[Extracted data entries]
· · · · ·

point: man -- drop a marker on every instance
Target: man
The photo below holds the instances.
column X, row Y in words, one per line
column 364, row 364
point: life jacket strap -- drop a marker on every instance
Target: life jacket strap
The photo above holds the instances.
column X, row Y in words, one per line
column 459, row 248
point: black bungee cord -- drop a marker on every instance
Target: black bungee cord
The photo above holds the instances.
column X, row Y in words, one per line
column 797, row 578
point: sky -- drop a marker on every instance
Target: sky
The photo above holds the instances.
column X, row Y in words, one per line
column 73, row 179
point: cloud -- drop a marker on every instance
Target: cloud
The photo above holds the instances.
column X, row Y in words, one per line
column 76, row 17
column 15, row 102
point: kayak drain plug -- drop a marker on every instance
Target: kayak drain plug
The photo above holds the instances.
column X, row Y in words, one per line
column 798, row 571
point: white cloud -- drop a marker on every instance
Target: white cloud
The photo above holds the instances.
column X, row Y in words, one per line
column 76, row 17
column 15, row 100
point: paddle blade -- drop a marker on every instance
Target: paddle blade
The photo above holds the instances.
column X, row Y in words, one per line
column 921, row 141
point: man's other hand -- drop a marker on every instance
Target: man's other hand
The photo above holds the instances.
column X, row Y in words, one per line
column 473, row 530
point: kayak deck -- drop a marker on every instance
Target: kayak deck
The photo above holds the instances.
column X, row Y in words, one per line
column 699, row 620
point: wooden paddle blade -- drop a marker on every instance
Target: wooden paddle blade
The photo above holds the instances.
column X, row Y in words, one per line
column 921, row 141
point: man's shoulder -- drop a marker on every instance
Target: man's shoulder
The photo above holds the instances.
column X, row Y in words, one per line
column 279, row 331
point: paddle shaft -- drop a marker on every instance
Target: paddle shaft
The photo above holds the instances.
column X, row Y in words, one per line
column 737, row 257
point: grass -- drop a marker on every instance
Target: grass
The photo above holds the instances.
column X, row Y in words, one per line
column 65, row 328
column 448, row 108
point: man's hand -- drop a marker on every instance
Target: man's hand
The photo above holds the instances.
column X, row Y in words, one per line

· · · · ·

### What you are asked to do
Return all of the data above exactly, leaving out no line.

### Solution to this exercise
point: man -- drop a marker on every instance
Target: man
The photo below holds the instances.
column X, row Y in words, one per line
column 364, row 364
point: life jacket strap -- drop a marker on every instance
Target: life jacket strap
The photo above holds the instances.
column X, row Y in words, one per line
column 459, row 248
point: black bungee cord -- drop a marker on every instance
Target: black bungee cord
The photo above holds the instances.
column X, row Y in words, one per line
column 797, row 578
point: sky -- drop a marker on every instance
Target: sky
The photo above holds the instances.
column X, row Y in words, one per line
column 73, row 179
point: cloud -- drop a marker on every instance
Target: cloud
The photo above holds the instances.
column X, row Y in words, one per line
column 76, row 17
column 15, row 102
point: kayak drain plug -- drop a marker on every instance
Target: kayak drain plug
The photo above holds the instances.
column X, row Y in words, one per line
column 798, row 571
point: white cloud -- drop a marker on every instance
Target: white cloud
The photo above holds the instances.
column X, row Y in words, one per line
column 76, row 17
column 15, row 100
point: paddle blade -- drop a marker on every instance
Target: paddle blade
The photo above holds the instances.
column X, row Y in words, one per line
column 921, row 141
point: man's other hand -- drop a marker on every instance
Target: man's other hand
The photo above holds the instances.
column X, row Y in words, one per line
column 473, row 530
point: kayak deck -- drop a marker on every instance
Target: kayak deck
The photo above holds the instances.
column X, row Y in words, one per line
column 699, row 620
point: wooden paddle blade -- drop a marker on every instance
Target: wooden paddle blade
The photo above holds the instances.
column X, row Y in words, one per line
column 921, row 141
point: man's shoulder -- drop a marker on every instance
Target: man's shoulder
The photo above holds the instances.
column X, row Y in words, one per line
column 279, row 331
point: paddle shaft -- drop a marker on every instance
Target: paddle shaft
The photo above holds the instances.
column X, row Y in words, one per line
column 737, row 257
point: grass -- drop a marker on every instance
Target: grass
The photo above holds the instances.
column X, row Y in words, one per line
column 65, row 328
column 448, row 108
point: man's hand -- drop a marker on every instance
Target: man's hand
The photo above holds the instances.
column X, row Y in words, one per line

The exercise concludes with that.